**Things to do**:
A: List every distinct header file named in an #include line of the bitwise rotation thread.
B: Print the part of the bitwise rotation thread starting at "std::uint32_t rotl(std::uint32_t v, std::int32_t" and ending at "test for it.", with every character unchanged.

**Document**:
········
Bitwise rotation (circular shift)

c++ bit-manipulation

11,614

Solution 1

Following code works great

#include <cstdint>

std::uint32_t rotl(std::uint32_t v, std::int32_t shift) {
    std::int32_t s =  shift>=0? shift%32 : -((-shift)%32);
    return (v<<s) | (v>>(32-s));
}

std::uint32_t rotr(std::uint32_t v, std::int32_t shift) {
    std::int32_t s =  shift>=0? shift%32 : -((-shift)%32);
    return (v>>s) | (v<<(32-s));
}

and of course the test for it.

#include <iostream>

int main(){
   using namespace std;
   cout<<rotr(8,1)<<endl; // 4
   cout<<rotr(8,-1)<<endl;  //16
   cout<<rotl(8,1)<<endl;  //16
   cout<<rotl(8,-1)<<endl;  //4
   cout<<rotr(4,60)<<endl;  //64
   cout<<rotr(4,61)<<endl; //32
   cout<<rotl(4,3)<<endl;  //32
   cout<<rotl(4,4)<<endl;  //64
   return 0;
}

maybe I not provided the fastest implementation, but a portable and stable one for sure

Generic version

#include <cstdint>

template< class T>
inline T rotl( T v, std::int32_t shift){
    std::size_t m = sizeof(v)*std::numeric_limits<T>::digits;
    T s = shift>=0? shift%m: -((-shift)%m)
    return (v<<s) | (v>>(m-s));
}

template< class T>
inline T rotr( T v, std::int32_t shift){
    std::size_t m = sizeof(v)*std::numeric_limits<T>::digits;
    T s = shift>=0? shift%m: -((-shift)%m)
    return (v>>s) | (v<<(m-s));
}

Cheers :)

Solution 2

C++20 provides std::rotl and std::rotr in the <bit> header. An example from cppreference.com:

#include <bit>
#include <bitset>
#include <cstdint>
#include <iostream>

int main()
········
[Pointing dataset records]
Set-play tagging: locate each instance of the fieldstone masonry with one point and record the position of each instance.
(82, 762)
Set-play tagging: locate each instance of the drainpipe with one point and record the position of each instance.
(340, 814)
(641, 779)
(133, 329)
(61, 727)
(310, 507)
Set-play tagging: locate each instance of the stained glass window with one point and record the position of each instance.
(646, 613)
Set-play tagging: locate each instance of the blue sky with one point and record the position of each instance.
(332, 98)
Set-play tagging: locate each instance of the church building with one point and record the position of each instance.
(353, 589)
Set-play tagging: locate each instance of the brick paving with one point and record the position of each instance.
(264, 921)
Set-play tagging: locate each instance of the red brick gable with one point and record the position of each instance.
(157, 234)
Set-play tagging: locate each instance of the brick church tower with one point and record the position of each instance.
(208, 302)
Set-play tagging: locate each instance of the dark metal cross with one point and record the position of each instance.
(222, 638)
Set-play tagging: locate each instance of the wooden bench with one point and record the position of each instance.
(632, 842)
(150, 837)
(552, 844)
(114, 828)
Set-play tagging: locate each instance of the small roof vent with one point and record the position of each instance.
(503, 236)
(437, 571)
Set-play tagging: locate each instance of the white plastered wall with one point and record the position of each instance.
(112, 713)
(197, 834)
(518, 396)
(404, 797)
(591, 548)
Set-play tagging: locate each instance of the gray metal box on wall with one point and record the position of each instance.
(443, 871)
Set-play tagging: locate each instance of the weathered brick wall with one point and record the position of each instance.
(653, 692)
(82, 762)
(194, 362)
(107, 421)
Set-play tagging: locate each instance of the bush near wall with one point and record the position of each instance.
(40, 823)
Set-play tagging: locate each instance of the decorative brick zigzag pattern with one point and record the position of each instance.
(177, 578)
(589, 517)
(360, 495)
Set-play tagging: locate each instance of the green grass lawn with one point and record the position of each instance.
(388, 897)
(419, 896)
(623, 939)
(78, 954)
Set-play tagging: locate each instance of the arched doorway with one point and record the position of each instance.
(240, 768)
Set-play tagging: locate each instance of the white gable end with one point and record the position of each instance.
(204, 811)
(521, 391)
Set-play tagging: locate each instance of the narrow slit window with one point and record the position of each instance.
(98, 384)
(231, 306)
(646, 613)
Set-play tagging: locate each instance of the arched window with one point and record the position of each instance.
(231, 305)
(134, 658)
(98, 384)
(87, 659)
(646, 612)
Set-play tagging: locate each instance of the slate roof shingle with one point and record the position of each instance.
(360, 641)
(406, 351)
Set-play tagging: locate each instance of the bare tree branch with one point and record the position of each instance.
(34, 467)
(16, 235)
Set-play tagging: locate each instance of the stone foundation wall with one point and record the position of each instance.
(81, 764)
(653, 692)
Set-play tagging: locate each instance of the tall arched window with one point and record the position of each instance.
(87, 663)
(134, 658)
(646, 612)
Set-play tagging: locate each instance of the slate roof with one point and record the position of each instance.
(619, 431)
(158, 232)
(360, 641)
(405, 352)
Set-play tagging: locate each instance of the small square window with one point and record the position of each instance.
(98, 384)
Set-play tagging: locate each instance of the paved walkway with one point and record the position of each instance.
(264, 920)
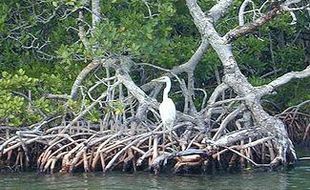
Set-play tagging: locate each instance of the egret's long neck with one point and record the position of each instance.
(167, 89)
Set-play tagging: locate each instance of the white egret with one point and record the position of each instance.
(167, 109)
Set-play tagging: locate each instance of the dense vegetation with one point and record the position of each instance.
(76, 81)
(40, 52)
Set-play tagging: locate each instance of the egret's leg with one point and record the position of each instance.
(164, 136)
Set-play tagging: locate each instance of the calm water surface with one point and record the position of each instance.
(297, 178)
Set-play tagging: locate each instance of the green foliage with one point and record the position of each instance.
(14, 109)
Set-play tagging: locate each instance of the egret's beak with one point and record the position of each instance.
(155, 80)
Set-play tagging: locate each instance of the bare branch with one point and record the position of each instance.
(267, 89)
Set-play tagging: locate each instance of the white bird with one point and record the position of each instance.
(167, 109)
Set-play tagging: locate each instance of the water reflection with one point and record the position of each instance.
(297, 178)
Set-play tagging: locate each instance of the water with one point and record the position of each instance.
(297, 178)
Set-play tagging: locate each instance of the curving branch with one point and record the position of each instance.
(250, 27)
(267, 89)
········
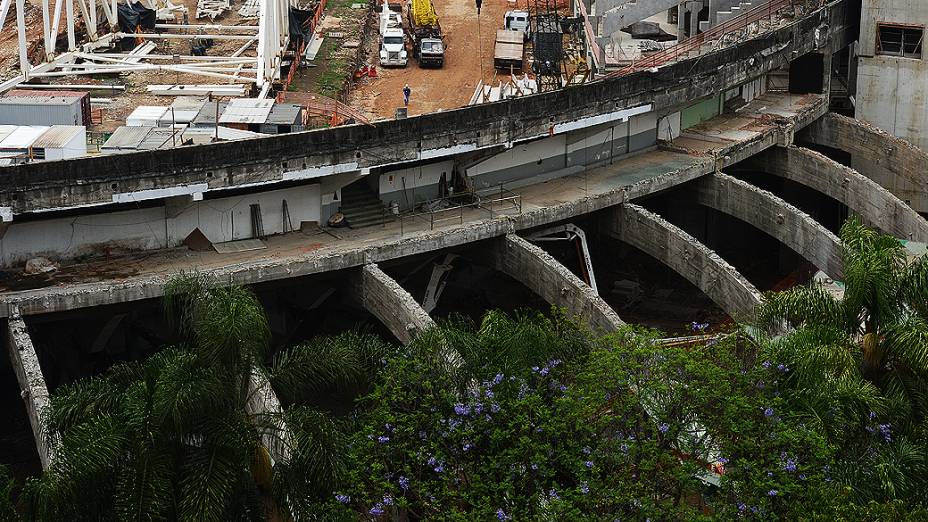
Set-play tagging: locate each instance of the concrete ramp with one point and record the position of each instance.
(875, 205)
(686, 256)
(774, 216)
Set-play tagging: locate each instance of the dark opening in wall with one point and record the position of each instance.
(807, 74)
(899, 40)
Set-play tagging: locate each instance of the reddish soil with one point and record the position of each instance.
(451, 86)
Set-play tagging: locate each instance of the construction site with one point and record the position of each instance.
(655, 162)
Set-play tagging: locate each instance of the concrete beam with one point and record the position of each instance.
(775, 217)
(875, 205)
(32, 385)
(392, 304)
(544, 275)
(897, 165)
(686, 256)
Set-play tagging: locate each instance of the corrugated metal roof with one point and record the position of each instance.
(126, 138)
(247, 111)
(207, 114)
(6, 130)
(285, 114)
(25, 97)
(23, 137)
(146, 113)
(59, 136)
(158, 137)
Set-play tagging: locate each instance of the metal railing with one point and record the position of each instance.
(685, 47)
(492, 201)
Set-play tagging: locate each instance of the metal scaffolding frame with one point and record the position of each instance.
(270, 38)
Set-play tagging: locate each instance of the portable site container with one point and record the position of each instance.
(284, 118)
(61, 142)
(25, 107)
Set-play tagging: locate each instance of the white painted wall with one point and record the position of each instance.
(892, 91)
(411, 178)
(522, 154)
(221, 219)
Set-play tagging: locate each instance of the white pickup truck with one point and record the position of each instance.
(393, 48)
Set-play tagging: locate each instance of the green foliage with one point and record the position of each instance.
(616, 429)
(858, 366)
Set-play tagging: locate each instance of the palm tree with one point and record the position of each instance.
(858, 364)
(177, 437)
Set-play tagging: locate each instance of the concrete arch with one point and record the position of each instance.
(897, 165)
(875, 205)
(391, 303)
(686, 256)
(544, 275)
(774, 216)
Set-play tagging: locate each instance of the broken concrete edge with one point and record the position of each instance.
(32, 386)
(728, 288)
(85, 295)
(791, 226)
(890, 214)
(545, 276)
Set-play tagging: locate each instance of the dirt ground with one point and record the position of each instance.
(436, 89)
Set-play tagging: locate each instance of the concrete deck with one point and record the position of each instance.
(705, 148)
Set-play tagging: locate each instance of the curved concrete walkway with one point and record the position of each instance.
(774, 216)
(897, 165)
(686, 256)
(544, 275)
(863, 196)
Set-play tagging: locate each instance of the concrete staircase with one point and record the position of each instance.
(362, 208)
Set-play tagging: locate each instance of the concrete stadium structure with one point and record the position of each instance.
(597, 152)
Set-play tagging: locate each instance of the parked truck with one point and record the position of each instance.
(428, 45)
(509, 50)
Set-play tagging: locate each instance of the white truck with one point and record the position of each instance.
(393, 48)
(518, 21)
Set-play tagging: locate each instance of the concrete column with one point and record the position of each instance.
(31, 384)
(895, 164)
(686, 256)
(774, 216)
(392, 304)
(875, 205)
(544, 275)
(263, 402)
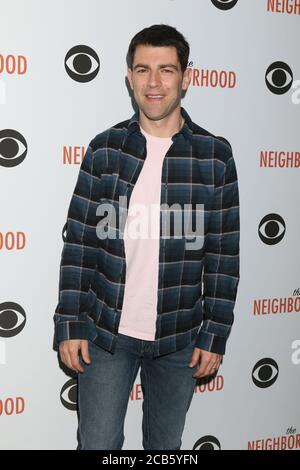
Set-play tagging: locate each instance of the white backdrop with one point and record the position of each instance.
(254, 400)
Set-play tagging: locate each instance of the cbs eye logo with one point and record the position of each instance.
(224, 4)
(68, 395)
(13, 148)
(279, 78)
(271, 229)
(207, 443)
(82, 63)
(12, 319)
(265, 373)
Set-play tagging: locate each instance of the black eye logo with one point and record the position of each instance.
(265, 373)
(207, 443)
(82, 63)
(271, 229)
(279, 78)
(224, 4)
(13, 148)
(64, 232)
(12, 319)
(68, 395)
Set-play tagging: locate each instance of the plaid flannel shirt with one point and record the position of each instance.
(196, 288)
········
**Per-task outputs**:
A: <cstdint>, <iostream>, <bit>, <bitset>

B:
std::uint32_t rotl(std::uint32_t v, std::int32_t shift) {
    std::int32_t s =  shift>=0? shift%32 : -((-shift)%32);
    return (v<<s) | (v>>(32-s));
}

std::uint32_t rotr(std::uint32_t v, std::int32_t shift) {
    std::int32_t s =  shift>=0? shift%32 : -((-shift)%32);
    return (v>>s) | (v<<(32-s));
}

and of course the test for it.